_Problem to work on_
Reproduce everything in the wake word setup text from "pip install tensorflow==1.15.5" down to "(for faster inference)".

··· Supplied text ···

Architecture Options

Maix Duino                          Heimdall
┌─────────────────┐                ┌──────────────────────┐
│ Continuous      │ Audio Stream   │ Mycroft Precise      │
│ Audio Capture   │───────────────>│ Wake Word Detection  │
│                 │                │                       │
│ LED Feedback    │<───────────────│ Whisper STT          │
│ Speaker Output  │   Response     │ HA Integration       │
│                 │                │ Piper TTS            │
└─────────────────┘                └──────────────────────┘

Pros:

  • Easier setup and debugging
  • Better accuracy (more compute available)
  • Easy to retrain and update models
  • Can use ensemble models

Cons:

  • Continuous audio streaming (bandwidth)
  • Slightly higher latency (~100-200ms)
  • Requires stable network

Option B: Edge Detection on Maix Duino (Advanced)

Maix Duino                          Heimdall
┌─────────────────┐                ┌──────────────────────┐
│ Precise Model   │                │                       │
│ (K210 KPU)      │                │                       │
│ Wake Detection  │ Audio (on wake)│ Whisper STT          │
│                 │───────────────>│ HA Integration       │
│ Audio Capture   │                │ Piper TTS            │
│ LED Feedback    │<───────────────│                      │
└─────────────────┘   Response     └──────────────────────┘

Pros:

  • Lower latency (~50ms wake detection)
  • Less network traffic
  • Works even if server is down
  • Better privacy (no continuous streaming)

Cons:

  • Complex model conversion (TensorFlow → ONNX → KMODEL)
  • Limited by K210 compute
  • Harder to update models
  • Requires careful optimization

Begin with server-side detection on Heimdall, then optimize to edge detection once everything works.

Phase 1: Mycroft Precise Setup on Heimdall

Install Mycroft Precise

# SSH to Heimdall
ssh alan@10.1.10.71

# Create conda environment for Precise
conda create -n precise python=3.7 -y
conda activate precise

# Install TensorFlow 1.x (Precise requires this)
pip install tensorflow==1.15.5 --break-system-packages

# Install Precise
pip install mycroft-precise --break-system-packages

# Install audio dependencies
sudo apt-get install -y portaudio19-dev sox libatlas-base-dev

# Install precise-engine (for faster inference)

··· Extracted entries ···

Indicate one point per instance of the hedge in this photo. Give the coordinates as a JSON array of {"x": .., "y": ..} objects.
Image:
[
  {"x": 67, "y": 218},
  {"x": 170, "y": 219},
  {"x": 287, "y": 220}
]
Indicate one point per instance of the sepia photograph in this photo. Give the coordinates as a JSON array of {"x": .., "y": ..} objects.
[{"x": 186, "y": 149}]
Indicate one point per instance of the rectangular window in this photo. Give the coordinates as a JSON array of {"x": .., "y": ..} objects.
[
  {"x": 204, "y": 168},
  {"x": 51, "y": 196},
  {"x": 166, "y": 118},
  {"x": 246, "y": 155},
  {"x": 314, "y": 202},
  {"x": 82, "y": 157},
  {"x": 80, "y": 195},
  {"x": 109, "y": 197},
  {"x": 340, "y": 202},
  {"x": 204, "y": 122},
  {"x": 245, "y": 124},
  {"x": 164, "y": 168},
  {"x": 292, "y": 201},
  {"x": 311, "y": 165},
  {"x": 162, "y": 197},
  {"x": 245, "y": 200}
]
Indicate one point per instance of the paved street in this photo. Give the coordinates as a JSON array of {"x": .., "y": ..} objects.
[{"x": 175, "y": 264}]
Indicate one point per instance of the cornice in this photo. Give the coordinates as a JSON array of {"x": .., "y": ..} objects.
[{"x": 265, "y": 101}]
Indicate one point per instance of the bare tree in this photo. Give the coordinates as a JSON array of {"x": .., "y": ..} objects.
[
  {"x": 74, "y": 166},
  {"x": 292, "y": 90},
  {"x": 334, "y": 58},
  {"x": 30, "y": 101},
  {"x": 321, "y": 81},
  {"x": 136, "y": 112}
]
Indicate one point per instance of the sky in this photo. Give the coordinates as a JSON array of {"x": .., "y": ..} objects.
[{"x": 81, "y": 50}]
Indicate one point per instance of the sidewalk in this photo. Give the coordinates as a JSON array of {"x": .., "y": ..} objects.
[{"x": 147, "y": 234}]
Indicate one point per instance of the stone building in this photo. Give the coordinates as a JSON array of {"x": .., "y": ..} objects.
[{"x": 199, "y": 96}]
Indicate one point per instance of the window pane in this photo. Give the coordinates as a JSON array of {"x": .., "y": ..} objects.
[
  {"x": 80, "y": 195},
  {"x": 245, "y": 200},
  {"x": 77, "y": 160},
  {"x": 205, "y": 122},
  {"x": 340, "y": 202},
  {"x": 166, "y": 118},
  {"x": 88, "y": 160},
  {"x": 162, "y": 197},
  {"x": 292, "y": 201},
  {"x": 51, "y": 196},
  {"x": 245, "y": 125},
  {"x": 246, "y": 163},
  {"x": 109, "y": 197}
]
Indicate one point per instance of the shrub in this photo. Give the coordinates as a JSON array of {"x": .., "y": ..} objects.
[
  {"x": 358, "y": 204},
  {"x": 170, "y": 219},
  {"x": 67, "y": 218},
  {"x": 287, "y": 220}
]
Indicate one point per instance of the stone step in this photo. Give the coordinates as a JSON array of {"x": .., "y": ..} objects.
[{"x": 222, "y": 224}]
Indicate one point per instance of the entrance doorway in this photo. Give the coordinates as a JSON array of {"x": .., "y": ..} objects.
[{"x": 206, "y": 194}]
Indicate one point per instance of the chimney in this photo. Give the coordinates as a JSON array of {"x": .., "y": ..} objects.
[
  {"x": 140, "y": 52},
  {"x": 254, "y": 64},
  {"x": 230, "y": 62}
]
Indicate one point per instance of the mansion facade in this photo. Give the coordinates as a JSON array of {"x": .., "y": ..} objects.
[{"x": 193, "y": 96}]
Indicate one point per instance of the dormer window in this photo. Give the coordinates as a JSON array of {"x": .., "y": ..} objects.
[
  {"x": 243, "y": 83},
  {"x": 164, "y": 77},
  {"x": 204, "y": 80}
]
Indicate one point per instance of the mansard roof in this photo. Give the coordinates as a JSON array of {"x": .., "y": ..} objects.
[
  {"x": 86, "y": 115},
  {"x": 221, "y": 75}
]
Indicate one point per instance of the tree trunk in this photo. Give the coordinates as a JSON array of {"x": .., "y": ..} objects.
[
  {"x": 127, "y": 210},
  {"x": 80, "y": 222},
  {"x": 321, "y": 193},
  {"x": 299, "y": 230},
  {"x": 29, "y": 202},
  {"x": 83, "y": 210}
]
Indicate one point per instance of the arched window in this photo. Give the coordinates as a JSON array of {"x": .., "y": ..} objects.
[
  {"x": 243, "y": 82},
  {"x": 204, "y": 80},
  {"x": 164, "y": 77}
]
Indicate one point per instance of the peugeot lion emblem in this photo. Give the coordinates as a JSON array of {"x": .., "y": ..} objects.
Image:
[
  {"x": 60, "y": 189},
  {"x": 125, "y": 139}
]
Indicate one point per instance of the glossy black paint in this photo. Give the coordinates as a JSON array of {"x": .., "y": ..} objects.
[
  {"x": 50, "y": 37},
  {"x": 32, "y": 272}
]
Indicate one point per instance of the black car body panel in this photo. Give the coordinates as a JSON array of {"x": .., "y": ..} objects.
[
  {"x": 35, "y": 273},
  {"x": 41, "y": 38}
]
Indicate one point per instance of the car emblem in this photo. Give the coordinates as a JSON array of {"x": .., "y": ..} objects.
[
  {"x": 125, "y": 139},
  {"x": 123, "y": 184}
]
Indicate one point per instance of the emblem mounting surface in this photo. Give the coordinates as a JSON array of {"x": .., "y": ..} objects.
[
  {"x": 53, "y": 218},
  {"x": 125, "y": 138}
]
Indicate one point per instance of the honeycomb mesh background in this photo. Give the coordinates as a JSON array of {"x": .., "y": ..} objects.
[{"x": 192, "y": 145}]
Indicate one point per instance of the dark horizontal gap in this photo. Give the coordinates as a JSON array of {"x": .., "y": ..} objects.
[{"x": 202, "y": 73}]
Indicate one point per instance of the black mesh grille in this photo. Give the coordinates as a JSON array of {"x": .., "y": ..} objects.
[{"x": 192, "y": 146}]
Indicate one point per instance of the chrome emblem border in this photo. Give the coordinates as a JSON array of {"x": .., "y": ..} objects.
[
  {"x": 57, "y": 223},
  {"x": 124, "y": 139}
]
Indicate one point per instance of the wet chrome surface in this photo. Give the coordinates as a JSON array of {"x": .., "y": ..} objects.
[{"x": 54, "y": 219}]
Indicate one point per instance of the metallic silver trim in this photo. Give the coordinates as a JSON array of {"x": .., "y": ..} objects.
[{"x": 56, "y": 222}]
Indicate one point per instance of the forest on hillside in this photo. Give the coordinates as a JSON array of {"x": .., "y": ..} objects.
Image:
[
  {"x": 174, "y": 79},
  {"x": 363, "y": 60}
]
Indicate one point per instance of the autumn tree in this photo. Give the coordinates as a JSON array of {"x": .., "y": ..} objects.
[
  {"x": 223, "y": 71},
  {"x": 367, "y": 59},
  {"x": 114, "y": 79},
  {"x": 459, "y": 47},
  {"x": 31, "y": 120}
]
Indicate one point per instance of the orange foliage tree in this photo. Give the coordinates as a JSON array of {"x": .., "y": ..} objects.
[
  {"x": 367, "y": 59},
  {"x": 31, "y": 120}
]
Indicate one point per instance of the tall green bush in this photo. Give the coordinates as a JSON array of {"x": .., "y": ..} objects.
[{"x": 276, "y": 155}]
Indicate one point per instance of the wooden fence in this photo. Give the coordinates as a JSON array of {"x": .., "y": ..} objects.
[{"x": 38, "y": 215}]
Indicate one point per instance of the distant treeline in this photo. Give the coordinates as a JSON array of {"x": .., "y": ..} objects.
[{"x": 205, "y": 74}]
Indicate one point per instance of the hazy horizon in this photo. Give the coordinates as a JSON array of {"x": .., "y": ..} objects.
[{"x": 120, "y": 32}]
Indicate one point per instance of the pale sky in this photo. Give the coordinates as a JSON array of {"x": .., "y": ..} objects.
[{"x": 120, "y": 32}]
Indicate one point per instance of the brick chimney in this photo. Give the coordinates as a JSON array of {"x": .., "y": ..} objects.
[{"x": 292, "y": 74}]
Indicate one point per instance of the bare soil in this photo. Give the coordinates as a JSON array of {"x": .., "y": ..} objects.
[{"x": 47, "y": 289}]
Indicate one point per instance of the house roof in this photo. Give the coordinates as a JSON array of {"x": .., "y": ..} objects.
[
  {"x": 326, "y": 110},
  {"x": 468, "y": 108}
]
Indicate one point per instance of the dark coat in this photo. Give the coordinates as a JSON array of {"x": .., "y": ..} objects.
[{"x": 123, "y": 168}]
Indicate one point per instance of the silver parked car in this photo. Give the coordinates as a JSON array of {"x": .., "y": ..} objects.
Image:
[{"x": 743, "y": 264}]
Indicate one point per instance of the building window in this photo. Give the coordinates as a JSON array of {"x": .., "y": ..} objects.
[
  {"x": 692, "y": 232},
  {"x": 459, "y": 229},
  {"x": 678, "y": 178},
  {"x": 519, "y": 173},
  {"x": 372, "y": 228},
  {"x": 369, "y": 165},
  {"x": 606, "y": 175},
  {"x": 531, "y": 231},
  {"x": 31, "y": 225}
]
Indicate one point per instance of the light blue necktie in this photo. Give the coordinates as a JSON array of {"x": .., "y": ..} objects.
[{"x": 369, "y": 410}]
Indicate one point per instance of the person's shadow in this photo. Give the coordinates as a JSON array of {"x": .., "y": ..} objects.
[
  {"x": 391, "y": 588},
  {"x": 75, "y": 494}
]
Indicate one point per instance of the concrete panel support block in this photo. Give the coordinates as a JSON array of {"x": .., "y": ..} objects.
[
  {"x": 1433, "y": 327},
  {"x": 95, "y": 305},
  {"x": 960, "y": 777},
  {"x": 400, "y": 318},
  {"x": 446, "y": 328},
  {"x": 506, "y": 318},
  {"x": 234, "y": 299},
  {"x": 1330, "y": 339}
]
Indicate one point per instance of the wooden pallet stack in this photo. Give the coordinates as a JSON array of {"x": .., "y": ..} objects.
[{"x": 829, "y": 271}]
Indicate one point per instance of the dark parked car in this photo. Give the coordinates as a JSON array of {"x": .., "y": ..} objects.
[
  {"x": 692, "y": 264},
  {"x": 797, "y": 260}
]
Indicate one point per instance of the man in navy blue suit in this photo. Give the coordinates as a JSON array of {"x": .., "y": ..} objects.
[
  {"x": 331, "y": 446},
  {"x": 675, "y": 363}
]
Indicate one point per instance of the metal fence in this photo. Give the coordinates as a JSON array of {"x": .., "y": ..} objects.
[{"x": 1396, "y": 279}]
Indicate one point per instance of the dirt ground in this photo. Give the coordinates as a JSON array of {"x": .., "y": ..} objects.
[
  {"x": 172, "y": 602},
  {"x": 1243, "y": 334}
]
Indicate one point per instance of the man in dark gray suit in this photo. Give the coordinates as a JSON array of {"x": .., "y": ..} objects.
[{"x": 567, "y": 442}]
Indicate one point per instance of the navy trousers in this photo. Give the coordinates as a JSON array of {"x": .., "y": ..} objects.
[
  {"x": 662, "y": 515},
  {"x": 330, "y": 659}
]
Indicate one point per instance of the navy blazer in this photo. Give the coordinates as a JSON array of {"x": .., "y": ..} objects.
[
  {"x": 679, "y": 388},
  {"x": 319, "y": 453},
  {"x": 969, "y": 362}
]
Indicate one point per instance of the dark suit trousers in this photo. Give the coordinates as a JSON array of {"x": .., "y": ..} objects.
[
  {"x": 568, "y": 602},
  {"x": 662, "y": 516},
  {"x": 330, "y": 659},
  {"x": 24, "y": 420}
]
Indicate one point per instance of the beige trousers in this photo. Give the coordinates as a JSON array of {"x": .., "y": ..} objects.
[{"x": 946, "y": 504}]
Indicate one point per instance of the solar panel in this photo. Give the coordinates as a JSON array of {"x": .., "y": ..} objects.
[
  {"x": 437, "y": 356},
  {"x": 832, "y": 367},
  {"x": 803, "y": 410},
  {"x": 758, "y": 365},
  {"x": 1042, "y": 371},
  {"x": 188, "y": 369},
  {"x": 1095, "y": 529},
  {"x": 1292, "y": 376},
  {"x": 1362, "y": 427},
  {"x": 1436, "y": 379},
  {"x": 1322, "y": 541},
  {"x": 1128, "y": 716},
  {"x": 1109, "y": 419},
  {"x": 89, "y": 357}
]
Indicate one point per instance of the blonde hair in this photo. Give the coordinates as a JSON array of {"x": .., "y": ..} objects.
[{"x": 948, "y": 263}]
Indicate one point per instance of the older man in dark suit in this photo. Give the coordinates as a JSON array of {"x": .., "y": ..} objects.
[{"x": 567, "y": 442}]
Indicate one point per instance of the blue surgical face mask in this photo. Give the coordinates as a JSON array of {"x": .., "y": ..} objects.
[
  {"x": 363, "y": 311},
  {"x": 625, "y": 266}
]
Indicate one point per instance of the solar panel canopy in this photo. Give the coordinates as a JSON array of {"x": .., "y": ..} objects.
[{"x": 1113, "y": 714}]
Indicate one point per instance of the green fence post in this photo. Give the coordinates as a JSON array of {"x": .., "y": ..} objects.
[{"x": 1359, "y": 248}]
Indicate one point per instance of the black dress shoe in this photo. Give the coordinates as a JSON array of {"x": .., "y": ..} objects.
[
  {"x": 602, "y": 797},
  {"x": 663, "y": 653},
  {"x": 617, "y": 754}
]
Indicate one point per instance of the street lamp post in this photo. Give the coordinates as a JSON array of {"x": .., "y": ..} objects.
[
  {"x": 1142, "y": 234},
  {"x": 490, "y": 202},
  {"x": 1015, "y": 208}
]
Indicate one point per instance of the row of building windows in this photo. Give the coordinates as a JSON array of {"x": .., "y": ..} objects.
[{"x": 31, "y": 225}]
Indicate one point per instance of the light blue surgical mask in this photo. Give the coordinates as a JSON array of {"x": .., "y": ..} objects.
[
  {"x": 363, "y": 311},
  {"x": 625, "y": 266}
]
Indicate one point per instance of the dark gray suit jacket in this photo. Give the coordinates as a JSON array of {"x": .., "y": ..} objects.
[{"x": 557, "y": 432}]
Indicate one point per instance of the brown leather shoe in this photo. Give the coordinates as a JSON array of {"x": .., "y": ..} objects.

···

_Exercise output_
pip install tensorflow==1.15.5 --break-system-packages

# Install Precise
pip install mycroft-precise --break-system-packages

# Install audio dependencies
sudo apt-get install -y portaudio19-dev sox libatlas-base-dev

# Install precise-engine (for faster inference)